#### [Extracted text]
Last year, the HRLN filed papers in the Supreme Court of India documenting widespread abuse of the national guidelines governing mass sterilizations. These date from 2005 when the Supreme Court ordered state governments to take immediate action to regulate conditions under which sterilizations were performed to to end coercive practices. The states were also specifically directed to compensate women who suffered complications as a result of sub-standard practices, as well as the relatives of victims who died from botched operations.

Eight years on "unsafe sterilization camps are the norm throughout India" still, affirms the HRLN petition, and its attached affidavits include those from some of the 53 lower caste women who were sterilized at a "camp" by a single government doctor in two hours one evening at a high school in Bihar in January 2012. The operations were carried out on school desks which had been shoved together to make a makeshift operating table. Since the school had no electricity or running water, the operations were carried out by flashlight. In their affidavits, the women allege that they were laid out on grass mats on the floor to recover, and that they were medically abandoned after being given a single dose of out-of-date painkillers. One of HRLN's affidavits, from a Jitna Devi, who was 22 years old at the time, claims that she was three months pregnant when she was sterilized and that she miscarried 19 days later. She also claims she did not understand the procedure would render her permanently sterile.

The Union of India and about half of the states have replied to the petition. "The replies have been woefully inadequate," said McBroom. "They're basically vague assurances of compliance." The fact that half of the states haven't even bothered to respond yet reveals their complacency, she added. In February, the Supreme Court granted an additional six weeks for state governments to respond to the allegations and will reconvene the case in April.

#### [Dataset extract]
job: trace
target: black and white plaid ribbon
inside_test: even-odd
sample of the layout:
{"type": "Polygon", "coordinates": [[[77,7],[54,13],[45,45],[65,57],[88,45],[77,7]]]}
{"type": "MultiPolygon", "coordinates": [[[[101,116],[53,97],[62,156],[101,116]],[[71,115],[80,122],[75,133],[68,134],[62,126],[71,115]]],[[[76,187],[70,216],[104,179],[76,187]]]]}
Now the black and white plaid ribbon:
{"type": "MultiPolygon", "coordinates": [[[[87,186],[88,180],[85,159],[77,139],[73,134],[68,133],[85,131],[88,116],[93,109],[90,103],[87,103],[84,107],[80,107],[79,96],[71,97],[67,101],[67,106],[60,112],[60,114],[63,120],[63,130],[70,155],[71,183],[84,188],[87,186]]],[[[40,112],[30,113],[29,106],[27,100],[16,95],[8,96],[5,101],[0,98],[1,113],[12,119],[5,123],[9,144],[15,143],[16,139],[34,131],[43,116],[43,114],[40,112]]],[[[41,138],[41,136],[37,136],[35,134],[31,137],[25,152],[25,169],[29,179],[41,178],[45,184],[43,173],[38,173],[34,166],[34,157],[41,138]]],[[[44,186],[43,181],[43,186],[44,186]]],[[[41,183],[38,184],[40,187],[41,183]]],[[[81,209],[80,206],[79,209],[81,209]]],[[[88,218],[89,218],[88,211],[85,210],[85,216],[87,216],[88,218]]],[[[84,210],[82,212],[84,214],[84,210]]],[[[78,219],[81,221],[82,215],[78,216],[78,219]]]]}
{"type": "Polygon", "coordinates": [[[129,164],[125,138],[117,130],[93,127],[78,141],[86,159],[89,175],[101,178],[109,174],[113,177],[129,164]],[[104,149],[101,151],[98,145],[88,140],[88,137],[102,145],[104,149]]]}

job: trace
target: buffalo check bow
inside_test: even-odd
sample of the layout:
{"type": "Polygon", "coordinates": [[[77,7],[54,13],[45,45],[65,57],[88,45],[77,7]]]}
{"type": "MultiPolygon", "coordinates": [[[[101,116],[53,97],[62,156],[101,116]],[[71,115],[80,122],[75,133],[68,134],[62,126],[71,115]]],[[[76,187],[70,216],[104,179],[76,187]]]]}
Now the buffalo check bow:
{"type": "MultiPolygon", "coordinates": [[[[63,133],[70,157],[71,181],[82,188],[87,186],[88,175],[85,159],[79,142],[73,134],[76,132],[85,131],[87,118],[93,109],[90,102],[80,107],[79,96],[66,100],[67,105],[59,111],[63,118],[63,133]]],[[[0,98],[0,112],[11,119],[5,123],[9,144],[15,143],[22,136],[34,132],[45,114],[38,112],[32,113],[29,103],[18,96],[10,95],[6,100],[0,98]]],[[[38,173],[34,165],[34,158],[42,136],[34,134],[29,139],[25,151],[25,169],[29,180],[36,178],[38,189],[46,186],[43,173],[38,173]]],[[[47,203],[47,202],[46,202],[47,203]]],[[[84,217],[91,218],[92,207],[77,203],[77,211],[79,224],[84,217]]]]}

#### [Work to complete]
Could you shorten the paragraph of the sterilization text that begins "The Union of India and about half of the states" into a brief list that keeps its main facts? The lines have nothing to do with the text on sterilization camps in India.

#### [Result below]
- The Union of India and about half of the states have replied to the petition.
- McBroom called the replies woefully inadequate, basically vague assurances of compliance.
- She said the failure of half the states to respond at all reveals their complacency.
- In February, the Supreme Court gave state governments six more weeks to respond. It will reconvene the case in April.